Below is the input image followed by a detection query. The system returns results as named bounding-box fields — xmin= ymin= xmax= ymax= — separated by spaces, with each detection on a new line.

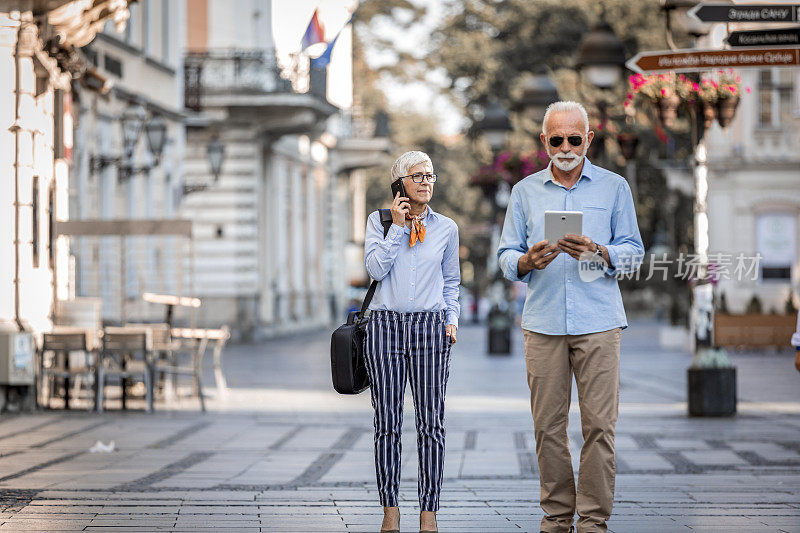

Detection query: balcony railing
xmin=184 ymin=49 xmax=293 ymax=111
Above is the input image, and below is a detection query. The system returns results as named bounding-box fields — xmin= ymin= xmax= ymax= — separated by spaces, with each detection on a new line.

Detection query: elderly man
xmin=497 ymin=102 xmax=644 ymax=533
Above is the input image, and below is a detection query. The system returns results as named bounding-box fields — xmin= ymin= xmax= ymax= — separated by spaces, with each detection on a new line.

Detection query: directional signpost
xmin=725 ymin=27 xmax=800 ymax=46
xmin=688 ymin=2 xmax=800 ymax=22
xmin=625 ymin=48 xmax=800 ymax=74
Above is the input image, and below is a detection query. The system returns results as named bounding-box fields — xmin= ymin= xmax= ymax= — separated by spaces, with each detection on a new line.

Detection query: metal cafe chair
xmin=96 ymin=327 xmax=153 ymax=413
xmin=125 ymin=323 xmax=186 ymax=406
xmin=171 ymin=326 xmax=230 ymax=411
xmin=36 ymin=328 xmax=97 ymax=410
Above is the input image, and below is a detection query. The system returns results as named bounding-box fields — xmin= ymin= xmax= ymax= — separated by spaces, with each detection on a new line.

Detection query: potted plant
xmin=624 ymin=69 xmax=750 ymax=129
xmin=717 ymin=70 xmax=750 ymax=128
xmin=687 ymin=347 xmax=736 ymax=416
xmin=470 ymin=150 xmax=549 ymax=197
xmin=625 ymin=72 xmax=681 ymax=128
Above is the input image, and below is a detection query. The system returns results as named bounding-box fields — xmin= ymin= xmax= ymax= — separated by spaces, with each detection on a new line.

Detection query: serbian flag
xmin=300 ymin=9 xmax=325 ymax=50
xmin=311 ymin=12 xmax=355 ymax=68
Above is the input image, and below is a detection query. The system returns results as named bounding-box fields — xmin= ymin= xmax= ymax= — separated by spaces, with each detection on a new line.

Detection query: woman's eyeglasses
xmin=398 ymin=172 xmax=437 ymax=183
xmin=550 ymin=135 xmax=583 ymax=148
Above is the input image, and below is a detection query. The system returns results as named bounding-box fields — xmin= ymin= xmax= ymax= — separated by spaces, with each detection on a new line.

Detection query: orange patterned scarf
xmin=406 ymin=207 xmax=428 ymax=248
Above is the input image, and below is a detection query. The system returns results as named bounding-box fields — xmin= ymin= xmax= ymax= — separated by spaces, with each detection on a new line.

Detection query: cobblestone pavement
xmin=0 ymin=323 xmax=800 ymax=533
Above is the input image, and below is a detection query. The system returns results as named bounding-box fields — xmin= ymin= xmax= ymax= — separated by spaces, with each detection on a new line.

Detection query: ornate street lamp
xmin=120 ymin=102 xmax=147 ymax=160
xmin=477 ymin=100 xmax=513 ymax=354
xmin=206 ymin=137 xmax=225 ymax=182
xmin=144 ymin=115 xmax=167 ymax=165
xmin=661 ymin=0 xmax=736 ymax=416
xmin=576 ymin=22 xmax=625 ymax=89
xmin=183 ymin=136 xmax=225 ymax=196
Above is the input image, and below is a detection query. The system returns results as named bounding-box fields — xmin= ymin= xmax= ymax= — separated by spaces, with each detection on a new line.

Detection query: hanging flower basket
xmin=697 ymin=102 xmax=717 ymax=129
xmin=655 ymin=94 xmax=681 ymax=128
xmin=624 ymin=69 xmax=750 ymax=129
xmin=717 ymin=96 xmax=739 ymax=128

---------------

* _What this task involves_
Write out the material above word for word, from its first line through the line with "xmin=184 ymin=49 xmax=293 ymax=111", both included. Leave any pictures out.

* _Solution to this task_
Below is the input image followed by a detection query. The system returns results as named bounding-box fields — xmin= ymin= xmax= ymax= — separated by spaces, with each detection on a new line.


Detection query: balcony railing
xmin=184 ymin=49 xmax=293 ymax=111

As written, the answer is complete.